It is noteworthy to mention the presence of a singular line sinker (SF0049 from SU1005), made from a small igneous rock (plutonic rock) pebble. It is roughly oval-shaped and measures 1.8x1.5x1.6 cm. It bears a thin (approximately 0.6 mm) and continuous incised line encircling its longest waist. The groove exhibits a slightly bevelled V-profile in its better-preserved parts. Miniature line sinkers with an incised line are linked to Type 2.B from Lidour [2]. They were probably utilised for weighting luring lines with shell fishhooks during the latter part of the Neolithic period in the Sultanate of Oman and the UAE. Interestingly, the only other specimen of this type found in the UAE is associated with the mid-4th millennium ceremonial dugong structure at Akab (Emirate of Umm al-Quwain) [25,26]. Other specimens from the Sultanate of Oman (Saruq in the Muscat area, Ras Al Hamra RH6, and Ras Al Khabbah KHB1) further support the hypothesis that these artefacts are closely linked to contexts of the latter half of the 4th millennium BCE [23,27,28]. However, SF0049 is associated with Phase 2, which has been dated from the first half of the 6th millennium BCE, suggesting an earlier date for this type of fishing weight.
All the fishing sinkers are associated with Phase 2, and the majority of specimens were retrieved from SU1004. This highlights the importance of fishing activities at the site.
Shell tool assemblage.
A relatively important collection of shell tools was unearthed during the excavations considering the small size of the site (Fig 14). A total of 13 retouched complete valves and 21 valve fragments of Callista umbonella were found at GHG0088. Specimens are reported from both Phase 1 (N = 10) and Phase 2 (N = 24).

• • • • •

__What you will do__
A: Please copy the stretch from "All the fishing" through "Shell tool assemblage." in the passage on Neolithic fishing sinkers and shell tools, word for word.
B: Extend the passage on Neolithic fishing sinkers and shell tools, starting right after its final sentence.

__Data excerpt__
• • • • •

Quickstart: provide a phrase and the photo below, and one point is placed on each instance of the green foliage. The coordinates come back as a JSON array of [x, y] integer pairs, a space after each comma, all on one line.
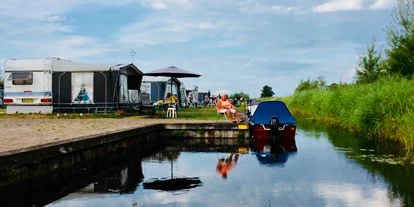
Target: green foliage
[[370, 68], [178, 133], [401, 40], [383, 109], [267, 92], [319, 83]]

• • • • •

__Task answers__
A:
All the fishing sinkers are associated with Phase 2, and the majority of specimens were retrieved from SU1004. This highlights the importance of fishing activities at the site.
Shell tool assemblage.

B:
The retouch is typically concentrated along the ventral margin of the valve – they were likely made by direct and hard percussion [29,30]. Recent use wear analysis of shell tools from the late 6th millennium BCE site of UAQ2 has revealed their use in a variety of productive activities, including processing vegetal fibres and treating animal skins with ochre – thus used both as scrapers and knives [31]. Similarly, 3 fragments of valve from Phase 1 at GHG0088 show stains of ochre on their inner side, suggesting a similar use. Additionally, a few unworked valves of Mimachalmys senatoria, Spondylus spinosus, Glycymeris sp., and Vasticardium sp. from Phase 2, plus a Fulvia fragilis valve from Phase 1, seem to have been used and thus have been identified as potential shell tools. Future functional analysis will provide more detailed insights into the use of the earliest shell tools found currently in the Arabian Peninsula: at GHG0088 and at the neighbouring site of GHG0063, both dating to around 6400–6200 BCE.
A total of 11 non-retouched valves of C. umbonella were found in contexts associated with Phase 2 as well. These are thought to have been collected as raw material and were intended to be modified into tools when needed.
Plaster vessel.
Evidence of plaster vessel is limited at the site (Fig 15), gathering a total of 7 sherds only. No fragments of rims or bases were identified. However, the profiles of the sherds suggest these are possibly from an open rounded bowl. Their average thickness is around 6–8 mm. Almost all sherds are associated with Phase 1. A single sherd is associated with Phase 2 (SF0163) – retrieved from SU1014.
The plaster sherds recovered from GHG0088 are homogenous with those recovered from the nearby Neolithic sites on Ghagha Island (GHG0014 and GHG0063) [4]. The fabric is quite fragile and porous and contains frequent inclusions of gypsum crystals and microcharcoals. Plaster wares are typically built up in layers either to reinforce or to repair, as needed. The sherds collected from GHG0088 present a minimum of two layers, with at least one internal surface.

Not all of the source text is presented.